- _RECORDS TO USE_
== Segment start ==
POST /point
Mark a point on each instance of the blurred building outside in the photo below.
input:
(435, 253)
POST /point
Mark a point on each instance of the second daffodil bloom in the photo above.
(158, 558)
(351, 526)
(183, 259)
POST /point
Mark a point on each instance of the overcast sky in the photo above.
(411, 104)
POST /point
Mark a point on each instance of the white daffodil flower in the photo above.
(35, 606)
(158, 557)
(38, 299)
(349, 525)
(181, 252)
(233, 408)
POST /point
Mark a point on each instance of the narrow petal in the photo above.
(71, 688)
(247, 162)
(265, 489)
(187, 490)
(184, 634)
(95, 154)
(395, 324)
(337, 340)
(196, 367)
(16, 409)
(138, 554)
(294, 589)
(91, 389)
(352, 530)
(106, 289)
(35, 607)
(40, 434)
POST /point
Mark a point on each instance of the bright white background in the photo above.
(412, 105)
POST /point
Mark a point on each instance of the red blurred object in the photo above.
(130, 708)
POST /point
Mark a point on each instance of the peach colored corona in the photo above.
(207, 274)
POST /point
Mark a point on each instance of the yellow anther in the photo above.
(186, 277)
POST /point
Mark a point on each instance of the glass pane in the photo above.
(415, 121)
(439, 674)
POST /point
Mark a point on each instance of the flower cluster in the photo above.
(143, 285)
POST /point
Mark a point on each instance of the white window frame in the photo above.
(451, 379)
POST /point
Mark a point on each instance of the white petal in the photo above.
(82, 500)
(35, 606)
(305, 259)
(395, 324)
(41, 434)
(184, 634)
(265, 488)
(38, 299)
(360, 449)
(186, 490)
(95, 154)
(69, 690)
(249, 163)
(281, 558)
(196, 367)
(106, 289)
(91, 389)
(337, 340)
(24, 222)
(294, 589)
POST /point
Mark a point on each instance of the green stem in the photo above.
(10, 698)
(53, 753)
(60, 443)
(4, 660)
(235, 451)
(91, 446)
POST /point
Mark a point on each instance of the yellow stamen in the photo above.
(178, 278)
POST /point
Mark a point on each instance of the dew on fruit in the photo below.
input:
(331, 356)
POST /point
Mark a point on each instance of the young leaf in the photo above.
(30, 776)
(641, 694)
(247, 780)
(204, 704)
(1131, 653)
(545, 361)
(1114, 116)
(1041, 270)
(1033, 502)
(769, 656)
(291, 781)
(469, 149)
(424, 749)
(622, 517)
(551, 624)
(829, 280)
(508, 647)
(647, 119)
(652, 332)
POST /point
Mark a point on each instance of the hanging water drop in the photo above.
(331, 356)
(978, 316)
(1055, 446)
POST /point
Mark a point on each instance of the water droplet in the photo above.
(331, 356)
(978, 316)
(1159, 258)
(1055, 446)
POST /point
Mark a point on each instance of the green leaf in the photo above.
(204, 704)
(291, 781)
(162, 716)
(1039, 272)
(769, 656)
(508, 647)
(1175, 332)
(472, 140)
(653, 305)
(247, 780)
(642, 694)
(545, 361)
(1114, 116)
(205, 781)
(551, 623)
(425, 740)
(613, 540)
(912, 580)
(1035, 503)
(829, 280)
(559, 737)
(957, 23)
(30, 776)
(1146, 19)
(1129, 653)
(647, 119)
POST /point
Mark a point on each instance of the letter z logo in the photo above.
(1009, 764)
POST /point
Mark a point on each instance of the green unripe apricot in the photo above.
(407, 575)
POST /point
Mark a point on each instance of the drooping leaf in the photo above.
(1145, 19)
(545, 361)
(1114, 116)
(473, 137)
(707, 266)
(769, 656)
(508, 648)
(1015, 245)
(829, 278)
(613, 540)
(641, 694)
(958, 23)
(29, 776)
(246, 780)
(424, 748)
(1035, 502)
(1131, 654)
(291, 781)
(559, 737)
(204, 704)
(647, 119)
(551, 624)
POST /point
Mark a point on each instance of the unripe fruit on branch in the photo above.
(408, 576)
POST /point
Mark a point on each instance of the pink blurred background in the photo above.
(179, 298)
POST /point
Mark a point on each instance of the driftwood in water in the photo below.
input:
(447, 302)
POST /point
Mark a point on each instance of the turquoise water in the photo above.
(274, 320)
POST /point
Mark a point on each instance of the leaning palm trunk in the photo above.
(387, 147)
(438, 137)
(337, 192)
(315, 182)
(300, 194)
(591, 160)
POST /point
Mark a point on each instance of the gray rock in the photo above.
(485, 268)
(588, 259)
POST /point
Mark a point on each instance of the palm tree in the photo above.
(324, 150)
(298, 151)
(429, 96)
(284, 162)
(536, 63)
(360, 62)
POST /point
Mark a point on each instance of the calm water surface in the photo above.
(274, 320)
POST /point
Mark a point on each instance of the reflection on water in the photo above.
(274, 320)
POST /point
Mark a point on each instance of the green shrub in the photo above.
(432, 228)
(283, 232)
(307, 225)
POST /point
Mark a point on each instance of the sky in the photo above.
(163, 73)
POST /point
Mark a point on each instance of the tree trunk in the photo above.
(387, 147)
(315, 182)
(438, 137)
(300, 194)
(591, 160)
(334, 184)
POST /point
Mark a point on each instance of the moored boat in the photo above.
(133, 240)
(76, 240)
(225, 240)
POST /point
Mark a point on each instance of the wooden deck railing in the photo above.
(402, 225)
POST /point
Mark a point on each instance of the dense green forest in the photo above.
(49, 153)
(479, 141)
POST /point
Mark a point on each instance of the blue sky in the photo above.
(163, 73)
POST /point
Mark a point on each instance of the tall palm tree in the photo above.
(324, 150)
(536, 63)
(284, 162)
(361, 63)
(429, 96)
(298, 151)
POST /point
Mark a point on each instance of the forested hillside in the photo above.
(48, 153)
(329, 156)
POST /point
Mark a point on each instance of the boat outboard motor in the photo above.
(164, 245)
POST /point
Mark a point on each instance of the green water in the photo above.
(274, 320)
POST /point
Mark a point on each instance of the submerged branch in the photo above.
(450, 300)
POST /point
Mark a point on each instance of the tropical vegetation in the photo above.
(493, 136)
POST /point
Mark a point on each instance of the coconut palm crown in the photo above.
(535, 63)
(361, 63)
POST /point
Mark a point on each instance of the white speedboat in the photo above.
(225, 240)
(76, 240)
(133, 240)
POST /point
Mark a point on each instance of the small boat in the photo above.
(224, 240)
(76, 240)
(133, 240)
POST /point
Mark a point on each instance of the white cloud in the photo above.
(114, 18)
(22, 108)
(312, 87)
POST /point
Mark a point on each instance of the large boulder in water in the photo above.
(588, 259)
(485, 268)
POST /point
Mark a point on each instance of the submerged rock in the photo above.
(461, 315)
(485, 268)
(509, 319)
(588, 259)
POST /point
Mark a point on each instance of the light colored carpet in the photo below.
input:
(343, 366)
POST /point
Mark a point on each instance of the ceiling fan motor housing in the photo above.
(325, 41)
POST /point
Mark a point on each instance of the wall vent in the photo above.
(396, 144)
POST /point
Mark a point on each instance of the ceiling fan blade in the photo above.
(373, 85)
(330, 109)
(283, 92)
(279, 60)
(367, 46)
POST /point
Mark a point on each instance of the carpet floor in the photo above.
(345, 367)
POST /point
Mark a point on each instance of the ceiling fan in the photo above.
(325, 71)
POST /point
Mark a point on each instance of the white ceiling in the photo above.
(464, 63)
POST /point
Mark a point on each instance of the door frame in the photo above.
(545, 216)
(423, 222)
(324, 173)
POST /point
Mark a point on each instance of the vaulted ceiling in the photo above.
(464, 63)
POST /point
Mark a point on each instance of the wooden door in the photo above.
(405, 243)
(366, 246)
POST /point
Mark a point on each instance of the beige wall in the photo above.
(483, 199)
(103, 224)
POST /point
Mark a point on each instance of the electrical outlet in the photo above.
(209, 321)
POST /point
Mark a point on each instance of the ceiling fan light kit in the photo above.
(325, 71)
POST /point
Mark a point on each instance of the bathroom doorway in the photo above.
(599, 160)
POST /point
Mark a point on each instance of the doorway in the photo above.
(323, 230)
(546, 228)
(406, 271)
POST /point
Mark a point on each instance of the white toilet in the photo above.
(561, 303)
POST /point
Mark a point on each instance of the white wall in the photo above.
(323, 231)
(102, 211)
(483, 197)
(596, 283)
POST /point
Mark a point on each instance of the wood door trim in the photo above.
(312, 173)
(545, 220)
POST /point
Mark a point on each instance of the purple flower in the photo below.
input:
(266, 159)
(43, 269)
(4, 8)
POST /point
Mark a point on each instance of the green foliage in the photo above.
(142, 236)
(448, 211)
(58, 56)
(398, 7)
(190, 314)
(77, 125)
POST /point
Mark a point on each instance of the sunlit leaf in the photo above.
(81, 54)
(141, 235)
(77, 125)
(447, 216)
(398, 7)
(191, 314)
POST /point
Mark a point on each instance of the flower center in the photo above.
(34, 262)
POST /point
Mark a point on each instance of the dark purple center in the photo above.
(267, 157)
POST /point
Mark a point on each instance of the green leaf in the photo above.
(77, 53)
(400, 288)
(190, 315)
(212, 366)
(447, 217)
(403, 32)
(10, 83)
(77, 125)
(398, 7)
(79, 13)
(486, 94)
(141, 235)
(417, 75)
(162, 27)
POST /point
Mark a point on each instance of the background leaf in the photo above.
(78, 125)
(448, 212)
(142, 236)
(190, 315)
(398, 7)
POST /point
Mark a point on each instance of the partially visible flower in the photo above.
== Segment end ==
- _EXERCISE REQUIREMENTS_
Search the material above for "below". Copy each line that has it.

- _SOLUTION_
Mark a point on each instance of the blurred building outside in the photo below.
Mark a point on each instance of the dew on fruit in the photo below.
Mark a point on each instance of the driftwood in water in the photo below.
Mark a point on each instance of the light colored carpet in the photo below.
Mark a point on each instance of the purple flower in the photo below.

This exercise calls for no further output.